Lay out every line of the entries below as a numbered list, and skip any blank lines.
>> START
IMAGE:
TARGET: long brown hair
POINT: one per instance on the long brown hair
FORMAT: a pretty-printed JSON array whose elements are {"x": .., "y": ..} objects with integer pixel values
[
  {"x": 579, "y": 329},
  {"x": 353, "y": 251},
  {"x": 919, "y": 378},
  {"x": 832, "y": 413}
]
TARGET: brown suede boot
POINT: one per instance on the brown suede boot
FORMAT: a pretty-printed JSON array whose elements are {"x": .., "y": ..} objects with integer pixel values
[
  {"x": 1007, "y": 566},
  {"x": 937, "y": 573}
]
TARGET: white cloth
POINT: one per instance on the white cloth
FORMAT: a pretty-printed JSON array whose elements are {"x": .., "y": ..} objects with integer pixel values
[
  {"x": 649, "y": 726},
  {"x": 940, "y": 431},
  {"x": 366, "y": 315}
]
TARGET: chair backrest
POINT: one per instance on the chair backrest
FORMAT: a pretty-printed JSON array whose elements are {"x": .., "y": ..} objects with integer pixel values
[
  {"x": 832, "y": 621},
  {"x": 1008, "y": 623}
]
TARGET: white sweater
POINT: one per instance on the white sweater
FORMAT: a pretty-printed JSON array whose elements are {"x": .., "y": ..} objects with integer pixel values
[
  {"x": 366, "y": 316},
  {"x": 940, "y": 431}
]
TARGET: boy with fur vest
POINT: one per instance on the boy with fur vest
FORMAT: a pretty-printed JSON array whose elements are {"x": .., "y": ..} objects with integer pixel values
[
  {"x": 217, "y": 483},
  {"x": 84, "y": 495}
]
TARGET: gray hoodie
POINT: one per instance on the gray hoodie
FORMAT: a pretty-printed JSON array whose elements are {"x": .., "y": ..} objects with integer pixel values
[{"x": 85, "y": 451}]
>> END
- _Answer below_
1. IMAGE:
2. TARGET: long brown hair
3. POINT: one per instance on the long brown hair
4. FORMAT: a pretty-printed JSON array whose elements are {"x": .., "y": ..} objects with integer pixel values
5. [
6.   {"x": 579, "y": 329},
7.   {"x": 353, "y": 251},
8.   {"x": 919, "y": 378},
9.   {"x": 832, "y": 413}
10. ]
11. TARGET: brown suede boot
12. POINT: one per instance on the brown suede boot
13. FORMAT: a pretty-printed JSON array whose elements are {"x": .., "y": ..} objects with integer pixel values
14. [
15.   {"x": 1007, "y": 566},
16.   {"x": 937, "y": 573}
17. ]
18. TARGET: white cloth
19. POINT: one per instance on the white cloth
20. FORMAT: a pretty-printed JSON array whose elements are {"x": .., "y": ..} objects with integer pixel values
21. [
22.   {"x": 649, "y": 726},
23.   {"x": 940, "y": 431},
24.   {"x": 366, "y": 315}
25. ]
26. TARGET: chair backrest
27. POINT: one per instance on the chair backrest
28. FORMAT: a pretty-printed JSON array whose elements are {"x": .., "y": ..} objects with integer pixel values
29. [
30.   {"x": 832, "y": 621},
31.   {"x": 1008, "y": 623}
32. ]
33. TARGET: white sweater
34. POINT: one per instance on the white sweater
35. FORMAT: a pretty-printed JSON array whose elements are {"x": .., "y": ..} objects with integer pixel values
36. [
37.   {"x": 366, "y": 316},
38.   {"x": 940, "y": 431}
39. ]
40. TARGET: boy with fur vest
41. POINT: one per instance on the boy with fur vest
42. FORMAT: a pretty-printed JSON array whose elements are {"x": .., "y": ..} objects with integer pixel values
43. [
44.   {"x": 217, "y": 483},
45.   {"x": 84, "y": 495}
46. ]
47. TARGET: gray hoodie
48. POINT: one per instance on the gray hoodie
49. FORMAT: a pretty-printed JSON array whose elements are {"x": .., "y": ..} objects with integer pixel values
50. [{"x": 85, "y": 451}]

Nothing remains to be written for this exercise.